Note D - Dividend Declaration

  The Company declared a dividend of $.08 per share, representing its sixteenth
consecutive quarterly dividend payable April 15, 1996 to shareholders of record
April 1, 1996. The dividend, totaling $100,862, has been recorded as of March
31, 1996 as a reduction of retained earnings in the accompanying consolidated
statement of financial condition.

Note E - Disparity in Insurance and Special Assessment

  Federal law requires that the Federal Deposit Insurance Corporation ("FDIC")
maintain the reserve level of each of the Savings Association Insurance Fund
("SAIF") and the Bank Insurance Fund ("BIF") at 1.25% of insured deposits.
Reserves are funded through payments by insured institutions of insurance
premiums.  On November 14, 1995, due to the BIF reaching the required reserve
level, the FDIC reduced the insurance premiums for members of BIF to a range of
between 0.00% and 0.27% of deposits, subject to the statutory requirement that
all institutions pay at least $2,000 annually for FDIC insurance, while
maintaining the current range of between 0.23% and 0.31% of deposits for
members of SAIF.  The FDIC is required to set insurance premiums independently
for members of BIF and SAIF.

+ + +

• Tasks to perform:
**1.** Rewrite the rows from the line containing "Target: wooden window frame" down to the line containing "x=329, y=224", both included, keeping the requests and multiplying every coordinate in the answers by 1.2, rounding to whole numbers with halves rounded up.
**2.** Supply what follows in the financial statement notes on the dividend and deposit insurance, starting after their last sentence.
The financial notes and the rows were taken from separate sources.

• Given data:
+ + +

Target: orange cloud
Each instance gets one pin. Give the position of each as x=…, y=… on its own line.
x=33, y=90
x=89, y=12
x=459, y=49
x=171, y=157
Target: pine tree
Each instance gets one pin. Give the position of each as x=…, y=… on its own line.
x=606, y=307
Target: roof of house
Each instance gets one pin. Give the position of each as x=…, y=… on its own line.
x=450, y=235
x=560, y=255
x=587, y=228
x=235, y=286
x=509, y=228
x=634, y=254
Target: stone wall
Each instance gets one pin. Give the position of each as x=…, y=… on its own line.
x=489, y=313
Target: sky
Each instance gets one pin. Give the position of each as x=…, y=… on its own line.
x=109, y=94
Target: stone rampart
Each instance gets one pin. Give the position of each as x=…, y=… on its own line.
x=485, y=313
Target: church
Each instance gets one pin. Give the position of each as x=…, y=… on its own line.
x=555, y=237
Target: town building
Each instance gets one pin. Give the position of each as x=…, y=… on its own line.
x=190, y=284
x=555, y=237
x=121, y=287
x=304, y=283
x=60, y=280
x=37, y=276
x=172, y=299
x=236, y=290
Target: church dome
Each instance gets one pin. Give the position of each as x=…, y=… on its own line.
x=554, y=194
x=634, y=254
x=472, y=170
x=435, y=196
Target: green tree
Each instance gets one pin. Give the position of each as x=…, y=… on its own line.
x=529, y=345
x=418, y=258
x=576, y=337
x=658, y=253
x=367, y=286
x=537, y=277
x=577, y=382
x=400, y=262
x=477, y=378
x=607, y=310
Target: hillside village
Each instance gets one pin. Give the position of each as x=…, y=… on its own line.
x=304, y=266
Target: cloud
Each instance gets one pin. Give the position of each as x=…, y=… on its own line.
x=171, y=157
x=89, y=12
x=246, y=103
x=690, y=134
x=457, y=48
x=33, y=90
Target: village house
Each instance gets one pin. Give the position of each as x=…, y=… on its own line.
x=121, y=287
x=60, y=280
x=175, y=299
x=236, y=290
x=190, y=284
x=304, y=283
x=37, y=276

+ + +

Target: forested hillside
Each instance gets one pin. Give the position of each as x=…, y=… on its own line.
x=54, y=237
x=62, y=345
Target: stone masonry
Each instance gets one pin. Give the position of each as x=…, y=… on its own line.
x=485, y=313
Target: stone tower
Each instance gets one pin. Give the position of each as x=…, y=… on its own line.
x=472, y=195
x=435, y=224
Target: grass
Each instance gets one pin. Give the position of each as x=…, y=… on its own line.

+ + +

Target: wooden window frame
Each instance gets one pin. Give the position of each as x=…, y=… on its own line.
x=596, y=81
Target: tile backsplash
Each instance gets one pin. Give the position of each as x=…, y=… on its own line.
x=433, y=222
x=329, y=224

+ + +

• Answers by task:
**1.**
Target: wooden window frame
Each instance gets one pin. Give the position of each as x=…, y=… on its own line.
x=715, y=97
Target: tile backsplash
Each instance gets one pin. Give the position of each as x=…, y=… on its own line.
x=520, y=266
x=395, y=269

**2.**
  A disparity in insurance premiums between those required for SAIF members,
such as the Bank, and BIF members could allow BIF members to attract and retain
deposits at a lower effective cost than that of SAIF members.  In the event BIF
members in the Bank's market area, as a result of the reduction in insurance
premiums, increase the interest rates paid on deposits, this could put
competitive pressure on the Bank to raise the interest rates paid on deposits
thus increasing its cost of funds and possibly reducing net interest income.
An increase in interest expense would also impair the Bank's ability to
maintain low operating costs.  The resultant competitive disadvantage could
result in the Bank losing deposits to BIF members who have a lower cost of
funds and are therefore able to pay higher rates of interest on deposits.
Although the Bank has other sources of funds, these other sources may have
higher costs than those of deposits, resulting in lower net yields on loans
originated using such funds.  However, because of possible regulatory or policy
changes, there can be no assurance that upon SAIF reaching its required reserve
level that deposit insurance premiums for SAIF members will be reduced, or, if
reduced, to what extent such premiums will be reduced.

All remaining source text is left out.